__WORK INSTRUCTIONS__. Express the records between the lines holding "green fence as a single marker per instance." and "point(951, 711)", inclusive, as a Markdown table with the columns Row and Line. Number each line in Row and leave out any blank lines.

******************************

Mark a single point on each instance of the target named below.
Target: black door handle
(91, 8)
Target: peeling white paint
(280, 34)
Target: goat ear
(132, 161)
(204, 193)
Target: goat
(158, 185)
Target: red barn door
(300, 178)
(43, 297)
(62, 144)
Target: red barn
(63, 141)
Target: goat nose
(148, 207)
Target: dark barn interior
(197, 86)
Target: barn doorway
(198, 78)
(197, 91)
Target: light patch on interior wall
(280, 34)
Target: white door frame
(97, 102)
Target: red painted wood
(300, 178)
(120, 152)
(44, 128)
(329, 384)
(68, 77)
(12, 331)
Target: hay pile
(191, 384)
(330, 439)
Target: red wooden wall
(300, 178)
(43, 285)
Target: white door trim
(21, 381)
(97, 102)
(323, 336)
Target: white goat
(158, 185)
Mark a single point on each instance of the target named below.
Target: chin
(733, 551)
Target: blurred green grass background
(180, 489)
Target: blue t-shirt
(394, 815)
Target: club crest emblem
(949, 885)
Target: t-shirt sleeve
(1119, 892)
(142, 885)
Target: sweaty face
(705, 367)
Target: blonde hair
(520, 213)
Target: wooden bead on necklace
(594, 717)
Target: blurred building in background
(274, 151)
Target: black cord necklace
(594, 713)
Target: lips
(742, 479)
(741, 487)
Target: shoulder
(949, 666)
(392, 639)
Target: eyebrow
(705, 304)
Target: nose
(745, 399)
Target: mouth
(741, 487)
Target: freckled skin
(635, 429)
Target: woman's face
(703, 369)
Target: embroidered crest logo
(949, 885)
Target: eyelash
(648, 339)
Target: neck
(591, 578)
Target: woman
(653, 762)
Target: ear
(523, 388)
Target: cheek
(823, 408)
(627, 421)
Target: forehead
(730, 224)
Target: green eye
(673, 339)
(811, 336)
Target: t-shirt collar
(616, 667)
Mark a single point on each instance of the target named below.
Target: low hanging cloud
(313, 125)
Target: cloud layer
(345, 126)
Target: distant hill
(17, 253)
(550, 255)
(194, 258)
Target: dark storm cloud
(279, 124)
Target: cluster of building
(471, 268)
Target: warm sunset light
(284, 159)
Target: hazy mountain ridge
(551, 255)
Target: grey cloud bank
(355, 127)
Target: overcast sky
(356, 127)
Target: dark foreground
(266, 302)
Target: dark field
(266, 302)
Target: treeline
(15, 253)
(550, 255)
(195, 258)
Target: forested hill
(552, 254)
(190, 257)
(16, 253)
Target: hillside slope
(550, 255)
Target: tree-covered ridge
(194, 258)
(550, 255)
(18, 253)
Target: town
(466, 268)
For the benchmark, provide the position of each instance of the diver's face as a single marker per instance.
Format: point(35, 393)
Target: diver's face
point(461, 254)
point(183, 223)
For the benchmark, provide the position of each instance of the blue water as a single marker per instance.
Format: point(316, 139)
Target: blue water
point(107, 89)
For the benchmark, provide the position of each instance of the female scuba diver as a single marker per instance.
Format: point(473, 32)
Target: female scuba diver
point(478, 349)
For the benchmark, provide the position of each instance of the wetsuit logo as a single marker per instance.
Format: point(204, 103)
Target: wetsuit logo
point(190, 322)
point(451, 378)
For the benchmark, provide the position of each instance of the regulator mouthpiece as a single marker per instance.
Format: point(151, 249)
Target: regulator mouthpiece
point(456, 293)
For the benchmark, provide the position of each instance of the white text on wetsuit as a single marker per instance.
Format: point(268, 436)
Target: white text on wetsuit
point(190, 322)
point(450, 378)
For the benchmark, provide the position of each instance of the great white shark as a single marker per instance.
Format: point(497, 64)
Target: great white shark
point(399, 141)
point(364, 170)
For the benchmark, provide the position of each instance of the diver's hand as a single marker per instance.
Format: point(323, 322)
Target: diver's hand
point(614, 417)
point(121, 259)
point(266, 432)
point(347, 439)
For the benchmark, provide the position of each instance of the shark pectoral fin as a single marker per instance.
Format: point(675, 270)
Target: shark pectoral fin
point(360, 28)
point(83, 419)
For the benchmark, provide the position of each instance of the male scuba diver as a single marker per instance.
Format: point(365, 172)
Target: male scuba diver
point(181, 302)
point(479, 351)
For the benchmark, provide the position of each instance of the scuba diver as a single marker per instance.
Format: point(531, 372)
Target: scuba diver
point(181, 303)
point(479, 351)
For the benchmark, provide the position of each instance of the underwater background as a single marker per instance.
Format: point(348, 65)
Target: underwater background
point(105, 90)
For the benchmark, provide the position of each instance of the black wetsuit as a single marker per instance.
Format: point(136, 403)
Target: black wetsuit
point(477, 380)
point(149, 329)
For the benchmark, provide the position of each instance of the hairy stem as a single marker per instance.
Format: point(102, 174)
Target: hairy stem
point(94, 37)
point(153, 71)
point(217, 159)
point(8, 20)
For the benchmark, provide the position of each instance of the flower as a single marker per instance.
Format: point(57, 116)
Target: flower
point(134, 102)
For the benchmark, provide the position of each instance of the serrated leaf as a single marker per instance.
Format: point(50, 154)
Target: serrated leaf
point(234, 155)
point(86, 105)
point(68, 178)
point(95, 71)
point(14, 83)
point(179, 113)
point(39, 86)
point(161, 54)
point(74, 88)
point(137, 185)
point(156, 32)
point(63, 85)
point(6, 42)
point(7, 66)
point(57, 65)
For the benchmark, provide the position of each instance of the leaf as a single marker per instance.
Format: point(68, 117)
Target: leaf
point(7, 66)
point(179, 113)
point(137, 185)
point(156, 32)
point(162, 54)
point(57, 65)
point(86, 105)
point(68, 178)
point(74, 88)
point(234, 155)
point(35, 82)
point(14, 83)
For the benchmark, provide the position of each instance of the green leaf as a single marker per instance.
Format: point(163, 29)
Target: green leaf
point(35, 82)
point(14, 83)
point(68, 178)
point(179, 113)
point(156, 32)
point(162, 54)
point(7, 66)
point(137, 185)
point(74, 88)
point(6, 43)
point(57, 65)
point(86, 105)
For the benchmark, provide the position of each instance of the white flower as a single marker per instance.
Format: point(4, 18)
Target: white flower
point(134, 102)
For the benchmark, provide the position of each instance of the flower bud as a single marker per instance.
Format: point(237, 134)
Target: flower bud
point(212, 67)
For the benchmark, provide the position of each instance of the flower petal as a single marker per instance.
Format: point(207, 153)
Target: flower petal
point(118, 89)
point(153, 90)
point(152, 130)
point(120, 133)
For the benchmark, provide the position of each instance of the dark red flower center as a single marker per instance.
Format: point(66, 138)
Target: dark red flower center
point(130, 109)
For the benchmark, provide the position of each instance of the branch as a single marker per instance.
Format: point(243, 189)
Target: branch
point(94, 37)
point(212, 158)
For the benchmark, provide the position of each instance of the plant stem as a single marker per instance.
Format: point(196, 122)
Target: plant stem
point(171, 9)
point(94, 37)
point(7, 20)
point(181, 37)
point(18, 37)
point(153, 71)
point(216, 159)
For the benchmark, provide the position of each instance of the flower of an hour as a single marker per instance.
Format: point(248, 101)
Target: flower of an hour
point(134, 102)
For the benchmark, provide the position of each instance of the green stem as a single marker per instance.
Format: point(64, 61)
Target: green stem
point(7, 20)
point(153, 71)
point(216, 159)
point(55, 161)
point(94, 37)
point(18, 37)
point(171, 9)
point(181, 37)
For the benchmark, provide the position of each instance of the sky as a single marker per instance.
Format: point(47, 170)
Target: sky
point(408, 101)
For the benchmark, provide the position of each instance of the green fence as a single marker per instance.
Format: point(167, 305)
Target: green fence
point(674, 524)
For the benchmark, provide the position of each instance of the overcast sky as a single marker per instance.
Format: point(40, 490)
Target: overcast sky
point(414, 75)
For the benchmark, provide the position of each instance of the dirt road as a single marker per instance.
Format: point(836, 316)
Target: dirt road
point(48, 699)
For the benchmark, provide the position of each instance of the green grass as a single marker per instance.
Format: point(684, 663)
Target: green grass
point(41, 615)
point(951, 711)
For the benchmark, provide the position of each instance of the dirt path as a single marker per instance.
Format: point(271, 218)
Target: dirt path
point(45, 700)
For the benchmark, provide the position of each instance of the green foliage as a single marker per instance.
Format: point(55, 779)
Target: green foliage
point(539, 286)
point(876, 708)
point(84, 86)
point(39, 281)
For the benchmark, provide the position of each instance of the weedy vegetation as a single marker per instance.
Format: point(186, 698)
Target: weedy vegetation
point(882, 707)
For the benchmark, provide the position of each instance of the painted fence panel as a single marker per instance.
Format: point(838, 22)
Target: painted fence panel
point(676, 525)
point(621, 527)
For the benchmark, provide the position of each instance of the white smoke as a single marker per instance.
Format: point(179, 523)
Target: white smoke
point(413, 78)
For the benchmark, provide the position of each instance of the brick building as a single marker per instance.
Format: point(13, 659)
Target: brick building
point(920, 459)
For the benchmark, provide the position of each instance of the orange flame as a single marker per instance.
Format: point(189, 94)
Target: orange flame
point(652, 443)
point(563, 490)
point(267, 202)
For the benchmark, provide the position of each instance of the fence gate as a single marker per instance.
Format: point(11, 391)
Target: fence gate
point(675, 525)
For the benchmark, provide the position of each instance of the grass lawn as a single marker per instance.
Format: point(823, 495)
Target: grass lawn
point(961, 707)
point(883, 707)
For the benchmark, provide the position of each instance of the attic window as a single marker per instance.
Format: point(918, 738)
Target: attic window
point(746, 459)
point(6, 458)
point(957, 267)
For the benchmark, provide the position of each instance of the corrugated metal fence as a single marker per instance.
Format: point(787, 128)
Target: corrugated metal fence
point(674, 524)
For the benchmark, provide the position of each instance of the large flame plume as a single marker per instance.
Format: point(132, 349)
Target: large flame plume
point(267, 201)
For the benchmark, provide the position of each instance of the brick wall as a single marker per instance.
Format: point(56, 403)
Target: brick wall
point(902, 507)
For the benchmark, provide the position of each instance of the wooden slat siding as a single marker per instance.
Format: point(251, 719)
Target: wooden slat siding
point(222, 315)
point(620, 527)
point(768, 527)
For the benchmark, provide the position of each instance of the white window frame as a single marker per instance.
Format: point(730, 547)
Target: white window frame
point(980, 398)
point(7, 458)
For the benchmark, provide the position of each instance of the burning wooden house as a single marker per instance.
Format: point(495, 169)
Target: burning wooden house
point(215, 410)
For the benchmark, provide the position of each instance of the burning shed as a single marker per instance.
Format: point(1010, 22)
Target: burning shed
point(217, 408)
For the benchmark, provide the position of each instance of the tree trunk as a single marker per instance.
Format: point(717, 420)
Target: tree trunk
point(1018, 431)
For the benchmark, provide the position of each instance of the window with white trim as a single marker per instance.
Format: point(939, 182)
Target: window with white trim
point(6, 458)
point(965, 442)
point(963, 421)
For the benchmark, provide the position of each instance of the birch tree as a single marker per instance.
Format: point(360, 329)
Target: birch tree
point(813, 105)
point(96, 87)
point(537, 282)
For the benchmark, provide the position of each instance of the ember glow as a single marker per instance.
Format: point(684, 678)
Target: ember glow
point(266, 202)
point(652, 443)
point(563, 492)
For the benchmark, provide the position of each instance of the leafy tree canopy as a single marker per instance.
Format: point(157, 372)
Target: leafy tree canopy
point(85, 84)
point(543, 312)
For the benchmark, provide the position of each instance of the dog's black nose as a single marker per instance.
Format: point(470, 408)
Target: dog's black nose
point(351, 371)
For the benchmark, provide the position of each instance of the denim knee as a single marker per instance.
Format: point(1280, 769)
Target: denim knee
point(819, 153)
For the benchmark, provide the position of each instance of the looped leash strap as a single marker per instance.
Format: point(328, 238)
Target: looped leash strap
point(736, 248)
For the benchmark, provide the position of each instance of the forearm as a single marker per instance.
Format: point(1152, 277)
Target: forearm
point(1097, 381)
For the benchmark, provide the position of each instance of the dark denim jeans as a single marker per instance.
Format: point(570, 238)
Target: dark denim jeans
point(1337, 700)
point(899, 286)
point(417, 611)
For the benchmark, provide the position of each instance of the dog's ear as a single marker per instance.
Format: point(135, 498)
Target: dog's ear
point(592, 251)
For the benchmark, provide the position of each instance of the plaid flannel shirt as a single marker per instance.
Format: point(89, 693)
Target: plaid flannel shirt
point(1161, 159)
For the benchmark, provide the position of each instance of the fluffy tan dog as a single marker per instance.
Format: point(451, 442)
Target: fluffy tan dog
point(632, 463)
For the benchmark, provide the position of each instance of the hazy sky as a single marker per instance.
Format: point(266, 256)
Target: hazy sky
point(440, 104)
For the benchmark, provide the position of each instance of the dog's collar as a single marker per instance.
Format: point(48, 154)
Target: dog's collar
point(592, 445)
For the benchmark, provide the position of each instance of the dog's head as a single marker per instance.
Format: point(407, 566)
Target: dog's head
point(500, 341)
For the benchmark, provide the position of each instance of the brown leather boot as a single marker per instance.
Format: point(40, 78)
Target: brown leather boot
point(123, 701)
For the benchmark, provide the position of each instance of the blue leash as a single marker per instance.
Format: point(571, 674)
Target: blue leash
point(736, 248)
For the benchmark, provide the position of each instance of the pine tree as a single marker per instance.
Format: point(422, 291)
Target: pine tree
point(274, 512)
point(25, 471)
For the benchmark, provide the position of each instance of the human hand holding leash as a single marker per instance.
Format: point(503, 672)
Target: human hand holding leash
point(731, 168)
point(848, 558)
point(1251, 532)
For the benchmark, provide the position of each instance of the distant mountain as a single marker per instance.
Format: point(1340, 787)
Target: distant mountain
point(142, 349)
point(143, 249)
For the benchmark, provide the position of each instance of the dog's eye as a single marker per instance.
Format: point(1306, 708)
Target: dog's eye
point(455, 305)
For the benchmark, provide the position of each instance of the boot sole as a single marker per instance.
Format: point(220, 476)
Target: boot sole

******************************

__SOLUTION__.
| Row | Line |
|---|---|
| 1 | For the benchmark, provide the position of each instance of the green fence as a single marker per instance. |
| 2 | Format: point(167, 305) |
| 3 | Target: green fence |
| 4 | point(674, 524) |
| 5 | For the benchmark, provide the position of each instance of the overcast sky as a single marker per instance. |
| 6 | Format: point(40, 490) |
| 7 | Target: overcast sky |
| 8 | point(414, 75) |
| 9 | For the benchmark, provide the position of each instance of the dirt road as a single marker per instance. |
| 10 | Format: point(836, 316) |
| 11 | Target: dirt road |
| 12 | point(48, 699) |
| 13 | For the benchmark, provide the position of each instance of the green grass as a single marker per instance. |
| 14 | Format: point(684, 663) |
| 15 | Target: green grass |
| 16 | point(41, 615) |
| 17 | point(951, 711) |